Region pointing data:
════════════════
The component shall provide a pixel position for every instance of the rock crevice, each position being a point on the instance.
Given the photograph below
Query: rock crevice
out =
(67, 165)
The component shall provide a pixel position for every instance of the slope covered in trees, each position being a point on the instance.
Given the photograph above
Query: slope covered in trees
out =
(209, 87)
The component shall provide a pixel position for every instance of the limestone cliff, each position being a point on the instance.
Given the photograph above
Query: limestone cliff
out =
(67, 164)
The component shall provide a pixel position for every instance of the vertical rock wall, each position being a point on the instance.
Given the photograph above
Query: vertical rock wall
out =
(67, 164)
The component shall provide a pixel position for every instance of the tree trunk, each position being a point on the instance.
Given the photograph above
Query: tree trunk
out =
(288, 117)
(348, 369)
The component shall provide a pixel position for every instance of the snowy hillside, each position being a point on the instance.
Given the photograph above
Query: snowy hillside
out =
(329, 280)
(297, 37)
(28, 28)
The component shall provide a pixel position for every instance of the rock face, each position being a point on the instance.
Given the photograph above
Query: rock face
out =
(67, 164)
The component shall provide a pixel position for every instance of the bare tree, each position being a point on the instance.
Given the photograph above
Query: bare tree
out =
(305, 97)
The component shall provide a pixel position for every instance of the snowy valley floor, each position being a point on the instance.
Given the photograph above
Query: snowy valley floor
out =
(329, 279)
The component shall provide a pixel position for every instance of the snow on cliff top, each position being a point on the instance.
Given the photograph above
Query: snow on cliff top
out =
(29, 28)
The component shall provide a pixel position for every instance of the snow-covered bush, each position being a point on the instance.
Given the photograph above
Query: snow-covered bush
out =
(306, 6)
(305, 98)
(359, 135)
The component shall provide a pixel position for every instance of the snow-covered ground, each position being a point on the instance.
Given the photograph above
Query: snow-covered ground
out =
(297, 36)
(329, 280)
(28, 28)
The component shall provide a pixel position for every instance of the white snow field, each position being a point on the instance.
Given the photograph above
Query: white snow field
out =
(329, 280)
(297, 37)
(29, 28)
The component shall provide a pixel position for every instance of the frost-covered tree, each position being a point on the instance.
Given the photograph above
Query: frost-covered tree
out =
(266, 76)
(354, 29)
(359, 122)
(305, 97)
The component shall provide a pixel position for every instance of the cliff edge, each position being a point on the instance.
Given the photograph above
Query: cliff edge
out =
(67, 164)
════════════════
How to complete this task ▸
The answer must be the line containing "Query: snowy valley floor" and every line after it through the end of the records, repeated exactly.

Task response ▸
Query: snowy valley floor
out =
(329, 279)
The component shall provide a pixel position for every instance of the snow on cliff top, each position being a point on the instance.
Given the photograph above
Query: snow on cliff top
out =
(29, 28)
The component shall provide a pixel position for every instance of the snow-covered bush, each position being a point on the instance.
Given the photograph above
Query: snow-covered bush
out =
(306, 6)
(305, 98)
(359, 135)
The component shall provide a pixel position for every instance of the snow-covered ground, each position being a point on the instance.
Given the photograph above
Query: snow-covered ground
out =
(297, 36)
(329, 280)
(28, 28)
The component shall provide a pixel position for every instance of the white snow field, each position being a point on the instance.
Given the photograph above
Query: white snow field
out =
(329, 280)
(297, 37)
(29, 28)
The component shall provide a pixel position for every instance of the frost-covered tree, each position being a point on the instance.
Given the photograph above
Query: frost-covered tree
out =
(266, 76)
(354, 29)
(359, 122)
(305, 97)
The component shall provide a pixel position for every instance of the cliff edge, each position being a point on the instance.
Given the photograph above
Query: cliff edge
out =
(67, 164)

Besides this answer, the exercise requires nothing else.